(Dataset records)
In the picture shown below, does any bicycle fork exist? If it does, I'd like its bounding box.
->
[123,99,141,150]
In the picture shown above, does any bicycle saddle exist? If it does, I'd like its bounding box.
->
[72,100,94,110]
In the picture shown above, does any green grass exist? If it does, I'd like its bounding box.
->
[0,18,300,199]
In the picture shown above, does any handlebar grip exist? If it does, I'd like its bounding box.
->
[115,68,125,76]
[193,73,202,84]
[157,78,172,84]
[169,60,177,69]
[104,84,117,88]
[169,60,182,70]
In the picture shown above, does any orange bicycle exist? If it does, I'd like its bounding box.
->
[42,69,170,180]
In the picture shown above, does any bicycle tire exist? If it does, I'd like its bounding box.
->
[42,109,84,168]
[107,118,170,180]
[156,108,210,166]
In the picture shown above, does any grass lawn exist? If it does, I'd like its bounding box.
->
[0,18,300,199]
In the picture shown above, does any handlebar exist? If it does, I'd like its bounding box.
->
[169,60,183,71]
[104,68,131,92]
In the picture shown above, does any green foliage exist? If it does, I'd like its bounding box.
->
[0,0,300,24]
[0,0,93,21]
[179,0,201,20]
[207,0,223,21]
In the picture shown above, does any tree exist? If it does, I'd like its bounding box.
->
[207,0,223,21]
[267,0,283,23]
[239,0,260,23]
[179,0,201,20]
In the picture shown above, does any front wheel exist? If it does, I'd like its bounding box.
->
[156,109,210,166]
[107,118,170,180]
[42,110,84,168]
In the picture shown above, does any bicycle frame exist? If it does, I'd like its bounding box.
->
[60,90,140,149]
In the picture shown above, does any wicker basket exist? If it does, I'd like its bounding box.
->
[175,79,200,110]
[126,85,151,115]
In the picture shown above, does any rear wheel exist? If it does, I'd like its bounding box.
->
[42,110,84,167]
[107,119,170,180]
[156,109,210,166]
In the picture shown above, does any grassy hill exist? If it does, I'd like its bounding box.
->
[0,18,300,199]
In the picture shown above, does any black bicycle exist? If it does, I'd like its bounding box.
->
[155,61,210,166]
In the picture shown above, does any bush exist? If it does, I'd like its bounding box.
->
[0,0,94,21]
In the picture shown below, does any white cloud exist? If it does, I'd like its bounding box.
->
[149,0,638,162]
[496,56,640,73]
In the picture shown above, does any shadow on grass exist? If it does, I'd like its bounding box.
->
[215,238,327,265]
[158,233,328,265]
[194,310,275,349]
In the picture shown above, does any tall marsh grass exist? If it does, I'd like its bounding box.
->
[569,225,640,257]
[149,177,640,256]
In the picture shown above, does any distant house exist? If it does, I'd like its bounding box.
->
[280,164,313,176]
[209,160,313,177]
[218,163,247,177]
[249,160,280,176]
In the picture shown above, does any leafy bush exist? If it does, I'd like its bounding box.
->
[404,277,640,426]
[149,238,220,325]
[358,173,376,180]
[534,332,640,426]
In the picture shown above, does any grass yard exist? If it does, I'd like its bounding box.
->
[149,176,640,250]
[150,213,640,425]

• _EXERCISE INSTRUCTIONS_:
Rescale the data from the line with "In the picture shown above, does any shadow" up to and including the line with "[149,177,640,256]". Repeat every line, requests included, and multiply each bounding box coordinate in the answers by 0.85, rounding to whole numbers with halves rounded up.

• _THE SOLUTION_:
In the picture shown above, does any shadow on grass exist? If it does, I'd like its bounding box.
->
[183,202,278,225]
[134,198,279,225]
[165,264,234,297]
In the picture shown above, does any tall marsh grass exist? If it does, I'd like its bounding box.
->
[484,191,544,218]
[127,150,544,218]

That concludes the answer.